*Problem details*: Set down exactly the lines that run from the line with "The endpoint marks every instance of the tubular" to the end of the data, and nothing else.
## START Working data
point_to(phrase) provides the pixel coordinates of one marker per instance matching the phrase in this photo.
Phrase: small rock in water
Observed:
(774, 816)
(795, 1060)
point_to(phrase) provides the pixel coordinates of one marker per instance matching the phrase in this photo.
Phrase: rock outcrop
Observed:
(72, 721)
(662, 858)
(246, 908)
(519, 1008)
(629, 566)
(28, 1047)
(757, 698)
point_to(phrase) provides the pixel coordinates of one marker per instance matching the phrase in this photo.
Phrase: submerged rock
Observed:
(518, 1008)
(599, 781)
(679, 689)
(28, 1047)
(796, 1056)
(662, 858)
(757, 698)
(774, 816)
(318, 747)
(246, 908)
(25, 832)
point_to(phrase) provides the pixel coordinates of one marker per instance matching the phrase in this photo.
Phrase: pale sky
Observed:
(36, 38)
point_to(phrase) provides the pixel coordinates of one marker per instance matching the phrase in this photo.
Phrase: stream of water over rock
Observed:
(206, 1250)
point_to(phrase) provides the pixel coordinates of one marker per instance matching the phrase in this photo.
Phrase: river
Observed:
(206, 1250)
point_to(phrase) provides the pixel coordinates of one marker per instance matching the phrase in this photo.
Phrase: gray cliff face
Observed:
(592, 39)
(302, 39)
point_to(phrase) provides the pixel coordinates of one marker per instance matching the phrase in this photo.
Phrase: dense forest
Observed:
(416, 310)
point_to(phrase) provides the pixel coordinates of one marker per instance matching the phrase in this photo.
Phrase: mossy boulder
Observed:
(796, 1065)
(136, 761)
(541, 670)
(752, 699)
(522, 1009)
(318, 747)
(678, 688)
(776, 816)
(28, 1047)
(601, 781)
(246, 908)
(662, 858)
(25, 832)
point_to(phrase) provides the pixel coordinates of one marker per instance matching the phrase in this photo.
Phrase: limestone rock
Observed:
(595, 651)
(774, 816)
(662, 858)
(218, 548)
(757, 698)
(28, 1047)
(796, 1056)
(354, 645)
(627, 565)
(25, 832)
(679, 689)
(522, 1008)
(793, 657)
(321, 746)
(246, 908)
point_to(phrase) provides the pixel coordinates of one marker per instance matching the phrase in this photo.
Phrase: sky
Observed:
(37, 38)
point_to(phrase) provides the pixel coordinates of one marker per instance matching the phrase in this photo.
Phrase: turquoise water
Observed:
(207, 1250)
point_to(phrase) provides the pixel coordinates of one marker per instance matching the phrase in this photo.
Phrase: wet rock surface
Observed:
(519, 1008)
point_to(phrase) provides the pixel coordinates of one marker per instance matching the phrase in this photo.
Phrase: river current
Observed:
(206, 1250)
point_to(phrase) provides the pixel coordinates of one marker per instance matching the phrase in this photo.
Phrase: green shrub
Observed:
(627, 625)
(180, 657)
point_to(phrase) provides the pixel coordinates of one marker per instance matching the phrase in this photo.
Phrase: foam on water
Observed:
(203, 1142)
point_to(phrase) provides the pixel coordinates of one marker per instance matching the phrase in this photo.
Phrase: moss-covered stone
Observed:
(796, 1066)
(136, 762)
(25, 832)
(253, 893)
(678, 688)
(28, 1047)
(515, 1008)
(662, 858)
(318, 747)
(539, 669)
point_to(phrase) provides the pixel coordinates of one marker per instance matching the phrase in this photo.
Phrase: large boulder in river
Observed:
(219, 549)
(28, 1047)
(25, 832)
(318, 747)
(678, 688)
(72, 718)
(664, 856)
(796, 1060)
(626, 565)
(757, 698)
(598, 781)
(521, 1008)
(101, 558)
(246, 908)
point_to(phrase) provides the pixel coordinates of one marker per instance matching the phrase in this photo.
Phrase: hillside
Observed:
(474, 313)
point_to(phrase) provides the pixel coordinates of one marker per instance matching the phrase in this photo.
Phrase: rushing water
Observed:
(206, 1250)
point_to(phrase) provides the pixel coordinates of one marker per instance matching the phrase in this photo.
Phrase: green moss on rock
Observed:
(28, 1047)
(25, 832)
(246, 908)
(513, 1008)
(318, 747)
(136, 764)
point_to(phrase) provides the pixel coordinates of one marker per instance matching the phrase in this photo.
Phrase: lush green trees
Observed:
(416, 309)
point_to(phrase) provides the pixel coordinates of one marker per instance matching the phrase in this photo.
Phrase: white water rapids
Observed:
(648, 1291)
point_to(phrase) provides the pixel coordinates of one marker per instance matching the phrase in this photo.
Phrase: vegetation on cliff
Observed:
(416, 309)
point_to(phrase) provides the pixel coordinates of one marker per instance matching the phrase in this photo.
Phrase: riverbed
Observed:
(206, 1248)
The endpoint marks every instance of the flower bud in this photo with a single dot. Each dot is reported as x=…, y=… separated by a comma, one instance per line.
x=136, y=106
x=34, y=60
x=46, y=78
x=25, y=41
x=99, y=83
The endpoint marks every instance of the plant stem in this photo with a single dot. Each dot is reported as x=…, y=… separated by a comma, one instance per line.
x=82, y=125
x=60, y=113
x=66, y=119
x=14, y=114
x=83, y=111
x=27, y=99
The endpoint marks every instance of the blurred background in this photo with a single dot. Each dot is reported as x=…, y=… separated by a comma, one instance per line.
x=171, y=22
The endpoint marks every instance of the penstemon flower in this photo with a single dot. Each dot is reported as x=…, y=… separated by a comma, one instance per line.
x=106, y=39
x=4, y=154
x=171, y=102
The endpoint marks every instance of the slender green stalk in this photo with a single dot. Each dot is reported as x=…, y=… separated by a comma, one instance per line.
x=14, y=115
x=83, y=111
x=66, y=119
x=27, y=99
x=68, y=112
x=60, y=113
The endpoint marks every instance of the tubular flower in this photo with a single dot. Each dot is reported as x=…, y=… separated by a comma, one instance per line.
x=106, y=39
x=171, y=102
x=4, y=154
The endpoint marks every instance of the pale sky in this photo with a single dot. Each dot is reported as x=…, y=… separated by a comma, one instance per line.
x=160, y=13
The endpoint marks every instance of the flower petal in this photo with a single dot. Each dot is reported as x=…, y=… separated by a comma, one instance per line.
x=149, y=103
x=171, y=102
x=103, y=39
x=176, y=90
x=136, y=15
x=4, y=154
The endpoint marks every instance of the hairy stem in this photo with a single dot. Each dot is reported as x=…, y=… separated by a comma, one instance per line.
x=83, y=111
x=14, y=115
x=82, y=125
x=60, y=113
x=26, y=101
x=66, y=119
## END Working data
*Written solution*:
The endpoint marks every instance of the tubular flower in this photo with a single dot. Each dot is reported as x=…, y=… separated by a comma, one instance per line.
x=106, y=39
x=171, y=102
x=4, y=154
The endpoint marks every instance of the pale sky in this photo with a single dot. Each dot is reported as x=…, y=… separated by a comma, one instance per line.
x=160, y=13
The endpoint marks every instance of the flower petal in this photo with a single dot. Each dot is reported as x=…, y=… separated by a comma, one instance per line.
x=149, y=103
x=171, y=102
x=103, y=39
x=176, y=90
x=136, y=15
x=4, y=154
The endpoint marks every instance of the hairy stem in this photo with a single dot. Each dot is reported as x=…, y=… separated by a comma, one instance per line.
x=83, y=111
x=14, y=115
x=82, y=125
x=60, y=113
x=26, y=101
x=66, y=119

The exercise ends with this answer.